Yes, you’re right. And I’d add ‘consequence’ to that list. I truly think that all the steps you take are the consequence of something.
Are you a chef, an artist or an economist?
I am the sum of all these things. I cook, I create art and I do economics, in that order. And also I’m a chef because I lead the cuisine of my two restaurants.
For me, the cuisine is an act composed of a set of facts related to knowledge, historical memories and personal experiences. My aim is to bring knowledge to communities in order to create relationships between their territories and the biological species that grow there. The geographical immersion, cosmos’ knowledge, ancestralism, innovations, legitimacy and paradigms; they’re all necessary attributions to take into account so that the culinary process can become an art.
I’ve read that you say every single person must have their own distinctive trait. What’s yours?
I express myself more as an artist than a chef. I’m not faithful to external conditions. I like to break down preconceptions in everything I do. I do it through my cooking and through my relationship with my staff. Everything I do is by choice and by my personal freedom.
What defines Colombian cuisine?
Colombian cuisine, as in other countries in our region, is defined by the multi- and interculturality generated by all the different cultures that have influenced it, as well as local migration. The country’s heritage includes indigenous Amerindian communities, Spaniards from the conquest and Africans who were brought in as slaves by the Europeans. All these influences have left their mark on the culinary traditions. It’s a very colorful cuisine.
But as everything is moving, nowadays we are not only projecting that ancestralism, but also our magnificent biological diversity. All those promising species can be adapted and incorporated into modern food. Without doubt, Colombia will, among other things, be renowned for its haute cuisine.
What defines your cuisine?
My cuisine is defined by a characteristic stamp: I’ve put all my efforts into developing my personal style through a contemporary-artistic point of view.
…rooted in the traditions and the diversity of your homeland?
Travelling around Colombia, I realized the true gastronomy of my country. There’s such a rich culture of cooking but many Colombians don’t connect with it. Too many communities have become isolated and have lost their pride in the food they cook, and I want to help change that. I try to give space and visibility to promising species that grow and are associated with unknown territories, reflecting their richness, like seed of the macambo, cacay and coquindo, as well as different type of nuts and dried fruits that I find along the way. I really think that Colombia can show the world a way of integrating many cultural traditions into its cuisine. That is why in my kitchen, I’m not keen on holding on to anything.
The menu in LEO is called CICLO-BIOME. What is it about?
The CICLO-BIOMA proposal is based on the periodic study of the different Colombian biomes and ecosystems. I work with biologists, ethnobotanists and dendrologists to discover promising species that can be incorporated into dishes and condiments, trying always to conserve nature and the essence of the product, as well as discovering the life of man in that territories, their knowledge, their uses and customs.
Then, working with my foundation, I use the findings to help improve conditions for the ethnic communities who live around such products. It’s without a doubt one of the most passionate projects I’ve ever created.
LEO’s cuisine is local products and ancestral knowledge. What is this magic ancestral knowledge?
This knowledge is necessary in the creative process to talk about new narratives in Colombian cuisine.
I’ve been told that in all your projects you are not alone and you have your daughter Laura with you. Is she learning from you or are you learning from her?
We both learn from the same position as partners, friends and family. It’s such a privilege to do it. Laura is one of Colombia’s top sommeliers and it’s an honor that she demonstrates her talent and knowledge at LEO’s.
What does the future hold for you, if that’s something you’ve thought about?
I’m a person that lives day-by-day. I always say you have to focus on what you have today because it’s the only way you can truly be faithful to your beliefs.

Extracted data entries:
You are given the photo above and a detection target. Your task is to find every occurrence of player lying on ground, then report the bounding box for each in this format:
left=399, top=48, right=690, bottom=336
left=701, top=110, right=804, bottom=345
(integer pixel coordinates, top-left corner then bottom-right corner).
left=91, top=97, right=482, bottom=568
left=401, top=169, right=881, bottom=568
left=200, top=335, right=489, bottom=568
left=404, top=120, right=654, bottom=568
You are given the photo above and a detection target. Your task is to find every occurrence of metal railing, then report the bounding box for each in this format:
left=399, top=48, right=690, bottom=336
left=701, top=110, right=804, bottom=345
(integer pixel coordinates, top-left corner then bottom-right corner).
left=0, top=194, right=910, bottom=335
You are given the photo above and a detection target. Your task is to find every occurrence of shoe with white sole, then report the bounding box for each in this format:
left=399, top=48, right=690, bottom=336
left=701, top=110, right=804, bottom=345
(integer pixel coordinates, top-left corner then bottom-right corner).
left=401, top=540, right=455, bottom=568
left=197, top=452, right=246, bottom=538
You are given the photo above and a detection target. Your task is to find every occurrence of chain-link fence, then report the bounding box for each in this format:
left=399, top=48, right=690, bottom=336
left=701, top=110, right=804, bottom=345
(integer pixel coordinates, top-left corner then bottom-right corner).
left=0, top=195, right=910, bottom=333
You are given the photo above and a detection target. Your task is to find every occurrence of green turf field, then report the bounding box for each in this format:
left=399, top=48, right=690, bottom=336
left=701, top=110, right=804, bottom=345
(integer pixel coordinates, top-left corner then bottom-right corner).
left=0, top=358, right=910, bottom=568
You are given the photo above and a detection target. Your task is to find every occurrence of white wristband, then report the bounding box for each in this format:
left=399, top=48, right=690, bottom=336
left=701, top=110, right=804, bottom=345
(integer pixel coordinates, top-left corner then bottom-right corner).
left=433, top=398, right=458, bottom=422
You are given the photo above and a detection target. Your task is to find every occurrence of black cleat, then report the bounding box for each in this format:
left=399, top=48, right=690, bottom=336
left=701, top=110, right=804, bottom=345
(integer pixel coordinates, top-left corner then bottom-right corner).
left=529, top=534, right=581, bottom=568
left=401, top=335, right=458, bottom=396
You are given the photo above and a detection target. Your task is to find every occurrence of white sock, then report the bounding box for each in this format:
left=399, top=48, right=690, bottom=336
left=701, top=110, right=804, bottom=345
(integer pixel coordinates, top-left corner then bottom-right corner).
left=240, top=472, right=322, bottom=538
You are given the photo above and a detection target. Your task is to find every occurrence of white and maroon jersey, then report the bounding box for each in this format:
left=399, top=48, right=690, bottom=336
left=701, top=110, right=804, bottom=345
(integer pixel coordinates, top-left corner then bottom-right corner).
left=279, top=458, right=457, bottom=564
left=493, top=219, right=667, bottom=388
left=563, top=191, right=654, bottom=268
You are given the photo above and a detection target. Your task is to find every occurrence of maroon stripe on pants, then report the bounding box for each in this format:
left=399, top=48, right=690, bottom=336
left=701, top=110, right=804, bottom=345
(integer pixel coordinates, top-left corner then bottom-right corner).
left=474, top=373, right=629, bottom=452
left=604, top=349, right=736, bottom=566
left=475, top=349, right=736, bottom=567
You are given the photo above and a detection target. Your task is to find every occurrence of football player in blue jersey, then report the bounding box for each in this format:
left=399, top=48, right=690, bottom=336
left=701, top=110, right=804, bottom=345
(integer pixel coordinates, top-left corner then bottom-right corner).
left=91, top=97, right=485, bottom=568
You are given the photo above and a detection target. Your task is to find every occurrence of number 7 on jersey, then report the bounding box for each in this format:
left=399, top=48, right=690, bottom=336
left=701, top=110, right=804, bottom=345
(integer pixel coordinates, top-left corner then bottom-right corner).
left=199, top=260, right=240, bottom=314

Assignment 1:
Summarize the interview in two sentences.
Assignment 2:
Decide whether each statement agrees with the interview, answering yes or no and quoting the words that settle it: (a) The interviewee works with biologists to discover promising species. (b) Laura is one of Colombia's top chefs. (c) The interviewee plans far into the future.

Written answer 1:
The interviewee cooks, creates art, does economics and leads the cuisine of two restaurants, and describes Colombian cuisine as shaped by indigenous Amerindian, Spanish and African influences and by the country's biological diversity. The menu at LEO is based on the periodic study of Colombian biomes and ecosystems with biologists, ethnobotanists and dendrologists to find promising species, and the findings are used through the interviewee's foundation to help improve conditions for ethnic communities.

Written answer 2:
(a) Yes: "I work with biologists, ethnobotanists and dendrologists to discover promising species"
(b) No: "Laura is one of Colombia’s top sommeliers"
(c) No: "I’m a person that lives day-by-day."